-- Stated task --
Exactly reproduce the lines from the line that has "You are given a photograph. For the white" down to the last line of the entries, inclusive.

-- Data provided --

* start *

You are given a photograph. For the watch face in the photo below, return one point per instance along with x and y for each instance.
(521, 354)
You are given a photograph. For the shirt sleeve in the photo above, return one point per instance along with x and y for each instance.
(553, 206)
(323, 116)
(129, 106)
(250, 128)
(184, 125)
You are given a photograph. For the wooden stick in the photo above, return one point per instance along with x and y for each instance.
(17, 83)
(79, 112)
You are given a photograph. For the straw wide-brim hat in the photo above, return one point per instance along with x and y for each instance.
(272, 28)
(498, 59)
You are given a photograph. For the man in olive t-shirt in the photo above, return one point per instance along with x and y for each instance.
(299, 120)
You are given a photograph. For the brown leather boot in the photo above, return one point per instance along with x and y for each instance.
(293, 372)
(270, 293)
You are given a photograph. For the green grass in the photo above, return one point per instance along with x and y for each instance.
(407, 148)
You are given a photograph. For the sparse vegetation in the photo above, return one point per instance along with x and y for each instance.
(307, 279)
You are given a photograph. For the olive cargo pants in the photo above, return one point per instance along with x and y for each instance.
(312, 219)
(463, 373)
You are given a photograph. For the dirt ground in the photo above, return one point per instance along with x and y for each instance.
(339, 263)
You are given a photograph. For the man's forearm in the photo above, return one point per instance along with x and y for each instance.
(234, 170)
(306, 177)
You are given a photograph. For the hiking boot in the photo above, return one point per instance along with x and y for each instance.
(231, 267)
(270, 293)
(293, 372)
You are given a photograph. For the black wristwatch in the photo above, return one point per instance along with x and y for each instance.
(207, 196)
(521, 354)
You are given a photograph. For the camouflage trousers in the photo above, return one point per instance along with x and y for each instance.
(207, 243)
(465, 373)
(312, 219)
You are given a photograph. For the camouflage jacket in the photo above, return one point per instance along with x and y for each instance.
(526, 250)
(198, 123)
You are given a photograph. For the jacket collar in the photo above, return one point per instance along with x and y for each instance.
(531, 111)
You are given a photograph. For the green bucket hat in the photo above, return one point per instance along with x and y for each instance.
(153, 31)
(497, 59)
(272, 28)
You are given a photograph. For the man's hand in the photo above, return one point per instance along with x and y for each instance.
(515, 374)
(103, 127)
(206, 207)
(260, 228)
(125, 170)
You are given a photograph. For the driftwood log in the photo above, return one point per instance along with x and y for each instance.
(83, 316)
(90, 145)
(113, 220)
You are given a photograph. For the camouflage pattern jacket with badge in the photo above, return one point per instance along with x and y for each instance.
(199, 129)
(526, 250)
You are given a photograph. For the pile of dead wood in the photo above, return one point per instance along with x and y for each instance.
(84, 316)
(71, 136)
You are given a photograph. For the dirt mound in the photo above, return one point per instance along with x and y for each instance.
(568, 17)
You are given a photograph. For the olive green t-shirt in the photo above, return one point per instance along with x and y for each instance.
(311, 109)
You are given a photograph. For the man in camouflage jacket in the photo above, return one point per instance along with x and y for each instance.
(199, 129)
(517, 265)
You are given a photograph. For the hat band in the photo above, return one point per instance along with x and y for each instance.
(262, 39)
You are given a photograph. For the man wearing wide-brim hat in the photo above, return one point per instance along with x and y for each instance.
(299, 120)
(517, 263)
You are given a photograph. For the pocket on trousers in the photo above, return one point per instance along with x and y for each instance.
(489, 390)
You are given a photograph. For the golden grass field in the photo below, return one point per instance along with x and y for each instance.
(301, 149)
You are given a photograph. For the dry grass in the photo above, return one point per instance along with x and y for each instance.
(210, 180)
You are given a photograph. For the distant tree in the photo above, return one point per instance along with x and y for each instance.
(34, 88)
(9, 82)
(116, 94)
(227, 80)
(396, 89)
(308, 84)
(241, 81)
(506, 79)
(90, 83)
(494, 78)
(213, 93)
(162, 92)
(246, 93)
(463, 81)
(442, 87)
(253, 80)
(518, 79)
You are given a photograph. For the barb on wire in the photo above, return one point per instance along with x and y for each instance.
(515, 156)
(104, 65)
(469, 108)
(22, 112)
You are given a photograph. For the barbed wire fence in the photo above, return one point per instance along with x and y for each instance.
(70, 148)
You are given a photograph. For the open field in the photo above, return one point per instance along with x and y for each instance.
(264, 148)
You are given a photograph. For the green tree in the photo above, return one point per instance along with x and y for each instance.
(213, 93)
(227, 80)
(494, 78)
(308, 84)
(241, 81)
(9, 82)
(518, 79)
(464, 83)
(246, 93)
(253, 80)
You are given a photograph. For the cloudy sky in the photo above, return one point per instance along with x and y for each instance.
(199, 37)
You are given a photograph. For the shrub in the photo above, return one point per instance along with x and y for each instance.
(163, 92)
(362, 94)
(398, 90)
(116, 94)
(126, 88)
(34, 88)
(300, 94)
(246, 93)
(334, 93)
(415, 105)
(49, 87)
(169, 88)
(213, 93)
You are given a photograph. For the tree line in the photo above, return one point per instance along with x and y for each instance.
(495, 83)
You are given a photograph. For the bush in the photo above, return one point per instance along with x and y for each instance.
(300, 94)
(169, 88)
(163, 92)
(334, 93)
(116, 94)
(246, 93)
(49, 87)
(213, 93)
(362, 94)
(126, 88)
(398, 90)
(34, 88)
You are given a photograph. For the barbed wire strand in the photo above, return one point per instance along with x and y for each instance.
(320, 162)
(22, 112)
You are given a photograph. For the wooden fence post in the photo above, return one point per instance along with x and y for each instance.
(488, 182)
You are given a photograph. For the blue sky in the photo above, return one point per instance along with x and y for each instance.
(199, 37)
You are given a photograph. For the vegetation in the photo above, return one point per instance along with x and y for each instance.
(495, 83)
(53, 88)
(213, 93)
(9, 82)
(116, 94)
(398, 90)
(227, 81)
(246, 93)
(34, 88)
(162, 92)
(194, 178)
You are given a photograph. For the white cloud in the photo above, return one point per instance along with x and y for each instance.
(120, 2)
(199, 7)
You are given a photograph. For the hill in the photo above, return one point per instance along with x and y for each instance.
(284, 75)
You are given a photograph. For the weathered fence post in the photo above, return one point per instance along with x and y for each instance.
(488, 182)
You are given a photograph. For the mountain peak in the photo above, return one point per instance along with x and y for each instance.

* end *

-- Full output --
You are given a photograph. For the white cloud in the photo above, return one point per instance along with x and y for each instance.
(120, 2)
(199, 7)
You are given a photograph. For the hill in the photo above, return one point per instance along with x and y for each instance.
(284, 75)
You are given a photograph. For the weathered fence post in the photo above, return one point per instance along with x and y for each instance.
(488, 182)
You are given a photograph. For the mountain peak in the photo above, return one point per instance along with x and y for each instance.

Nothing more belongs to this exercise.